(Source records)
· · ·

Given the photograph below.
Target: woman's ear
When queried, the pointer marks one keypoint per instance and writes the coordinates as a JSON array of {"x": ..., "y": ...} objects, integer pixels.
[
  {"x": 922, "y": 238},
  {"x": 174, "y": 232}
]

· · ·

- Your objective
An exact copy of the lines from the one holding "When queried, the" through the end of the data is the whole answer.

- Your response
When queried, the pointer marks one keypoint per instance and writes the coordinates as a JSON array of {"x": ..., "y": ...} objects, integer pixels.
[
  {"x": 922, "y": 238},
  {"x": 174, "y": 232}
]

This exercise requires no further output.